CEL ZADANIA: Kontynuuj tekst o październikowych wydarzeniach bokserskich od miejsca, w którym się kończy.

UDOSTĘPNIONY FRAGMENT:
****************

Postanowiłem nieco zmienić
formułę mojego stałego cyklu - „Co tam w boksie?”. Z uwagi na większą ilość
obowiązków, która towarzyszy mi ostatnimi czasy ograniczę się teraz do jednego „bokserskiego”
postu miesięcznie (z małymi wyjątkami, np. na recenzję książek o pięściarskiej
tematyce). Będzie więc nieco mniej, ale konkretniej. Comiesięcznie, na
przełomie kończącego i rozpoczynającego się miesiąca będę dokonywał przeglądu
minionych oraz nadchodzących wydarzeń na polskich oraz międzynarodowych
ringach. Zabieram się więc do rzeczy.
PAŹDZIERNIK
7.10
Na gali w Stuttgarcie odbył się
ostatni ćwierćfinał turnieju z serii World Boxing Super Series, w wadze super
średniej. Chris Eubank Jr mierzył
się z pewnym siebie Turkiem – Avni Yildirimem.
Podopiecznemu Ahmeta Onera starczyło pewności siebie na konferencje prasowe
oraz ważenie. W ringu kozak był już tylko jeden – w osobie Eubanka Jr. Syn
legendy od początku był sprytniejszy, szybszy i bardziej błyskotliwy. W sumie
była to walka bez większej historii, a jej koniec nastąpił w 3 rundzie. Eubank
rzucił Turka na deski potężnym sierpowym. Prowadzący pojedynek Leszek Jankowiak
nawet nie podjął się liczenia. Eubank Jr efektownie przywitał się z turniejem,
a w kolejnym pojedynku zmierzy się z George’m Grovesem. Walka ta zapowiada się bardzo
ciekawie i niewątpliwie wyprzeda jeden z brytyjskich stadionów. Jak dotychczas
World Boxing Super Series przebiega bardzo sprawnie, a emocji nie brakuje.
Najlepsze jednak dopiero przed nami.
Chris Eubank Jr. 25-1 (19 KO) vs. Avni Yildirim 16-0 (10 KO) KO
3rd
14.10
Nie wypadałoby nie wspomnieć o
mega ciekawej gali na Brooklynie. Na nowojorskiej gali mieliśmy do czynienia z
aż 3 walkami o pasy w wadze super półśredniej. W pierwszej z nich, Erislandy Lara wypunktował po mało
ciekawej walce niepokonanego wcześniej Terella
Gaushę. Czas chyba na jakąś unifikację z udziałem kubańskiego wirtuoza. Kolejna,
mistrzowska potyczka zakończyła się z kolei niespodziewanie szybko i bardzo
efektownie. Perspektywiczny Erickson Lubin już w pierwszej rundzie
został sprowadzony na ziemię przez Jermella
Charlo, obrońcę tytułu federacji WBC. Lubin został trafiony w zwarciu - mało
widocznym, ale jakże skutecznym ciosem. Po tym nokdaunie 21-latek był wyraźnie „odłączony”

****************

Surowe wiersze:

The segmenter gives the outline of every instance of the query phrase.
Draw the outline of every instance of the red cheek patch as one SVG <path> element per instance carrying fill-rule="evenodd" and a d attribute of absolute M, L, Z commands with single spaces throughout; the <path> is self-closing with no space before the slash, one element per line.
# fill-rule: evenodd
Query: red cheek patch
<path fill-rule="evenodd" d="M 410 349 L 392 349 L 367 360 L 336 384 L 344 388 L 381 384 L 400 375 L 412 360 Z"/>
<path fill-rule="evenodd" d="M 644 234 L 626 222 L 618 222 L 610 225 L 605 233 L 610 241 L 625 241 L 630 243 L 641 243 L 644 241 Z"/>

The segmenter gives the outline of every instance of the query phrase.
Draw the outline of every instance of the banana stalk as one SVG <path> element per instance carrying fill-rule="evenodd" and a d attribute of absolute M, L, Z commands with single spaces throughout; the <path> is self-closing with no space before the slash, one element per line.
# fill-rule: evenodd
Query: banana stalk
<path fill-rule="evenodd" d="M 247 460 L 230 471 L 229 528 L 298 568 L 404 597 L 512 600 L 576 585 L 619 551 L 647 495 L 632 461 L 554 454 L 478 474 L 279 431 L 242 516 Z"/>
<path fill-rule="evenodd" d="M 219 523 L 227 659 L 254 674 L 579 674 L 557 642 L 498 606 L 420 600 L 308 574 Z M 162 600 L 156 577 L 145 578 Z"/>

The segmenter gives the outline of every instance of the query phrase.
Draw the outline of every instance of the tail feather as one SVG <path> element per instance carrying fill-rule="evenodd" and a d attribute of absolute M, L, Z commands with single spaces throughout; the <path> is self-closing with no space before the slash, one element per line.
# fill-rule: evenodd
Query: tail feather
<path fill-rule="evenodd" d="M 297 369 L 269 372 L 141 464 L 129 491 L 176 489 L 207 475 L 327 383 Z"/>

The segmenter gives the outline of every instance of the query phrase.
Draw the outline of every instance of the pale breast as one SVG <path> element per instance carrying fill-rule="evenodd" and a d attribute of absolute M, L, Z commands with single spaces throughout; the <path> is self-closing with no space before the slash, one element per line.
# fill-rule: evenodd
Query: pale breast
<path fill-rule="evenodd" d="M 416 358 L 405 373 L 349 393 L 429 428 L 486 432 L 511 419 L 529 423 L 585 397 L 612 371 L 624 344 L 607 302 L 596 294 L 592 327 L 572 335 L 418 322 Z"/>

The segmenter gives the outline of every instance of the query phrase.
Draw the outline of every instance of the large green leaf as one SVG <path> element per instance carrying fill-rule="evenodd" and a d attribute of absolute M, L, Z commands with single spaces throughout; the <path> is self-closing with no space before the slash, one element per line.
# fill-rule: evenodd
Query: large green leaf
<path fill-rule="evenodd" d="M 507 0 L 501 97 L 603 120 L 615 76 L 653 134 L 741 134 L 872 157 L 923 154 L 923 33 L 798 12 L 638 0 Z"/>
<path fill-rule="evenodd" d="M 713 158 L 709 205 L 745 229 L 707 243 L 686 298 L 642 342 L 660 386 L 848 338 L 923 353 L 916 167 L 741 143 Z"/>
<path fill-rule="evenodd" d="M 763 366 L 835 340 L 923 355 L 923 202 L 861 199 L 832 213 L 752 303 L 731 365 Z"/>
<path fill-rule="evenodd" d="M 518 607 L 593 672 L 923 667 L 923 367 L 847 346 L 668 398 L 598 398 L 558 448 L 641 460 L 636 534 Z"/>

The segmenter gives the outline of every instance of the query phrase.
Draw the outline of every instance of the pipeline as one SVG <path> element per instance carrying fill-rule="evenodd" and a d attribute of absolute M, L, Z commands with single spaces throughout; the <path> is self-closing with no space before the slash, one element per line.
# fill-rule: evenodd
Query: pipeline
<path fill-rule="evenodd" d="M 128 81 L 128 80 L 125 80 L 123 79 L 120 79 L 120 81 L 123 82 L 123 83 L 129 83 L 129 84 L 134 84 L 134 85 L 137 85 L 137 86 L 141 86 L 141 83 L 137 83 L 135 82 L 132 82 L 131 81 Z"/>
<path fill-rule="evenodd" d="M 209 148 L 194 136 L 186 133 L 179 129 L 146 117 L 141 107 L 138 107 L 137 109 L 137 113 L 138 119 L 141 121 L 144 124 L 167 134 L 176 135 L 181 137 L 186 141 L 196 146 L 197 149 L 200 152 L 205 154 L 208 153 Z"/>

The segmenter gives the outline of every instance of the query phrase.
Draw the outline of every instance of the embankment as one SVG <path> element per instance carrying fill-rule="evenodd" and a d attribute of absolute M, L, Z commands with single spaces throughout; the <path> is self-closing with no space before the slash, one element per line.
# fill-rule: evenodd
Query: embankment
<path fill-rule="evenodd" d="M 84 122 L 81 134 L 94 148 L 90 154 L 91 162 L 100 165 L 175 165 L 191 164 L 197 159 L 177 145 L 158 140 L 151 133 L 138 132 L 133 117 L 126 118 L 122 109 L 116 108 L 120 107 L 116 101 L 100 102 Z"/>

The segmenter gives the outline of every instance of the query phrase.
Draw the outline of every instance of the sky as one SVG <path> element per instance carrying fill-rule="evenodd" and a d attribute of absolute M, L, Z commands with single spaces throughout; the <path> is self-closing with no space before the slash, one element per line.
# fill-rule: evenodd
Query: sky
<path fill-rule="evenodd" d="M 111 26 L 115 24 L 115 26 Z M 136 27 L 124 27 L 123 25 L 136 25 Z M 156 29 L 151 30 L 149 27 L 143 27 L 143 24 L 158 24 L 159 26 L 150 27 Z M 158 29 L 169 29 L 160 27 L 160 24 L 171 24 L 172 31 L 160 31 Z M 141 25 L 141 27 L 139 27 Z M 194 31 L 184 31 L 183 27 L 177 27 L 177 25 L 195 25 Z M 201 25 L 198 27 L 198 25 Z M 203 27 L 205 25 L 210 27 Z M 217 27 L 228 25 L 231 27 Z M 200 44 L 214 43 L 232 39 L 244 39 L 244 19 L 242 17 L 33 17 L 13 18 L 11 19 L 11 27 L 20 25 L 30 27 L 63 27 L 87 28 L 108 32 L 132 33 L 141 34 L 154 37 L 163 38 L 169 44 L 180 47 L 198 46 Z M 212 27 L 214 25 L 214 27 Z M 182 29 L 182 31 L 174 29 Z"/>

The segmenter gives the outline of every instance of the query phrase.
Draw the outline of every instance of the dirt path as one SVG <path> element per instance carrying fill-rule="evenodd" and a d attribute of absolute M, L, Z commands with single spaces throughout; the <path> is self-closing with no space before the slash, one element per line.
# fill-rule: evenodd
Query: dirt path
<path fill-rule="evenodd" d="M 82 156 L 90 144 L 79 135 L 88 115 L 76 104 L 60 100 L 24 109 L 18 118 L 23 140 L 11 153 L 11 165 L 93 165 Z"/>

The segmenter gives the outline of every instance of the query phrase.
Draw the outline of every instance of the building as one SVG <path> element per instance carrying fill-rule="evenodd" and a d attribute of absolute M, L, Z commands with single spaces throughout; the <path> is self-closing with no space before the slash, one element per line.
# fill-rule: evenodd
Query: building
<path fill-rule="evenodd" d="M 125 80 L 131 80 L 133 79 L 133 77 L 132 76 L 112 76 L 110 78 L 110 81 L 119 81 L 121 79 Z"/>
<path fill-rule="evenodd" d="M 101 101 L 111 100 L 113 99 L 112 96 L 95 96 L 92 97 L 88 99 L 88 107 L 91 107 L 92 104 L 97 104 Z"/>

****************

WYNIK ĆWICZENIA:
i nie był w stanie podjąć dalszej walki. Sporo w tym pecha, ciekawe jak walka
wyglądałaby na dłuższym dystansie. W pojedynku wieczoru Jarett Hurd podejmował Austina
Trouta. Walka stała na wysokim poziomie technicznym, a jej przebieg był
wyrównany – według mnie nawet z lekkim wskazaniem na rutynowanego Trouta. W
miarę upływu czasu co raz więcej do powiedzenia miał jednak aktualny mistrz,
który sukcesywnie przełamywał pogromcę samego Miguela Cotto. Ostatecznie
porozbijany Trout został poddany pomiędzy 9, a 10 rundą. To chyba dla niego
koniec, jeśli chodzi o walki na mistrzowskim poziomie. Hurd wygrał, pozostał na
tronie. Przyznam jednak, że nie zachwycił mnie. Do momentu przełamania rywala przyjął
naprawdę sporo czystych ciosów. Uważam, że w tej kategorii wagowej jest 2-3
pięściarzy z dużymi szansami na pokonanie Hurda.
Erislandy Lara
24-2-2 (14 KO) vs. Terell Gausha 20-0 (9 KO) PTS
Jermell Charlo 29-0 (14 KO) vs. Erickson Lubin 18-0 (13 KO) KO 1rd
Jarett Hurd 20-0
(14 KO) vs. Austin Trout 30-3 (17 KO) RTD
10rd
21.10
Przenosimy się
do New Yersey i “polskiej” gali, która miała tam miejsce. W wadze cruiser swój
kolejny pojedynek stoczył popularny „Master”, rezerwowy w turnieju WBSS.
Rywalem Mateusza Masternaka był Stivens Bujaj. Przed walka było trochę
złej krwi, głównie za sprawą urodzonego w Albanii obywatela USA. Bujaj bujał
się jednak tylko przed walką. No może na ringu również, jednak było z tego
pożytku tyle co nic. Masternak spokojnie rozbijał pasywnego przeciwnika, który
skupiał się praktycznie tylko na defensywie. Walka była mało emocjonująca,
mieliśmy obraz nieco usztywnionego (jak zwykle) Polaka, który próbował zaganiać
i trafiać śliskiego przeciwnika. Wygrana przed czasem stała się ostatecznie łupem Mastera, który dopisał do
swojego rekordu jubileuszowe, 40te zwycięstwo. Zdaje się, że zachowa dzięki
temu status rezerwowego w turnieju. Mało efektowna walka, ale ważne że wygrana.
Najciekawszym pojedynkiem tej gali okazała się potyczka Macieja Sulęckiego z byłym mistrzem świata amatorów – Jack’iem Culca’yem. Sulęcki był
faworytem, choć Culcay to kawał boksera, co udowodnił całkiem niedawno w starciu
ze świetnym Demetriusem Andrade. Polakowi również nie sprzedał tanio skóry.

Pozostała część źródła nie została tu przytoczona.